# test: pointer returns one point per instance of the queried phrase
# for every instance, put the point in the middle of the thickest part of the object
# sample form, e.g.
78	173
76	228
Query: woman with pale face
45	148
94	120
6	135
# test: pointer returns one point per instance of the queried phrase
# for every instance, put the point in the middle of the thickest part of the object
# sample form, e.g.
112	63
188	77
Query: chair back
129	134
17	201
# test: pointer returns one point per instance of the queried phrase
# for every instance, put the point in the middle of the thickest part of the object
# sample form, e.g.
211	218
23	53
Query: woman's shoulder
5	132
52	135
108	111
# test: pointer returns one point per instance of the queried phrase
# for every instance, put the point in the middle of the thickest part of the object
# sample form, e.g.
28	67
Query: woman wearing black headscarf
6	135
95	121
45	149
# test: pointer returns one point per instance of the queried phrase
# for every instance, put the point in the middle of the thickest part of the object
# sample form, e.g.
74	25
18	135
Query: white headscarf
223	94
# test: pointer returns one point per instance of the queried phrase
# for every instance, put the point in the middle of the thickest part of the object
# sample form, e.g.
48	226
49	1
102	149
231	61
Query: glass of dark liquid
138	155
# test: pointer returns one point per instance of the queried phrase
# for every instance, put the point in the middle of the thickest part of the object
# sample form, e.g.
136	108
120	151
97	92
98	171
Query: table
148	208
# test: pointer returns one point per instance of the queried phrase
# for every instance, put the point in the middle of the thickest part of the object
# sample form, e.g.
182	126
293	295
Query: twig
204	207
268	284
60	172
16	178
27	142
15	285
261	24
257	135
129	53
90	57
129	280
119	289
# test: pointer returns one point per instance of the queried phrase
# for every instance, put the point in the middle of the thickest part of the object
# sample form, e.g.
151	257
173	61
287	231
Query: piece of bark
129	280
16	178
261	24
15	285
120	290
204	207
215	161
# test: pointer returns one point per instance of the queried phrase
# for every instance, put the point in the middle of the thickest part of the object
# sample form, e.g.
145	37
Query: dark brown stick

* [Given request]:
Show every line of the data above that contains the string "dark", where a match must have the same uppercase and lowercase letters.

* [Output for this task]:
Query: glass of dark liquid
Query: dark brown stick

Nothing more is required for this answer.